* begin Data for this exercise *

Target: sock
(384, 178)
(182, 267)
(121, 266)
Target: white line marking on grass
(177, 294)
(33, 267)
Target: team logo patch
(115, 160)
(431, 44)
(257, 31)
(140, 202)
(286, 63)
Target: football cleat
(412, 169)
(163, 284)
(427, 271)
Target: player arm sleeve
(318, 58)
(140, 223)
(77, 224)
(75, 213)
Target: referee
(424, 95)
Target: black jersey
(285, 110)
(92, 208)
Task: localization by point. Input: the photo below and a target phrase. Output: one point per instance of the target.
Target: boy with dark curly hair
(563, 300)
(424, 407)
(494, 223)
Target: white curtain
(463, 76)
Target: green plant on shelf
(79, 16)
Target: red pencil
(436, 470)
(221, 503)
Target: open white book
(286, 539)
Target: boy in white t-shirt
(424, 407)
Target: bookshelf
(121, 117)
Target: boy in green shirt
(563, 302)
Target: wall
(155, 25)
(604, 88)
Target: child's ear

* end Data for this exercise *

- [To be done]:
Only the lines from the one that contains "Target: white line marking on grass" through the last line should be repeated, each exactly as it stands, with both ends included.

- [The output]:
Target: white line marking on grass
(177, 294)
(33, 267)
Target: team logo patch
(115, 160)
(431, 44)
(257, 31)
(140, 202)
(286, 63)
Target: football cleat
(412, 169)
(163, 284)
(427, 271)
Target: player arm sleeve
(318, 58)
(140, 223)
(77, 224)
(75, 213)
Target: referee
(424, 95)
Target: black jersey
(285, 110)
(92, 208)
Task: localization by point. Input: the photo below and a target phrase. Output: one point per instance of the target.
Target: boy with dark curly hair
(563, 300)
(424, 407)
(494, 223)
Target: white curtain
(463, 76)
Target: green plant on shelf
(79, 16)
Target: red pencil
(436, 470)
(221, 503)
Target: open white book
(286, 539)
Target: boy in white t-shirt
(424, 407)
Target: bookshelf
(121, 117)
Target: boy in green shirt
(563, 302)
Target: wall
(155, 25)
(604, 88)
Target: child's ear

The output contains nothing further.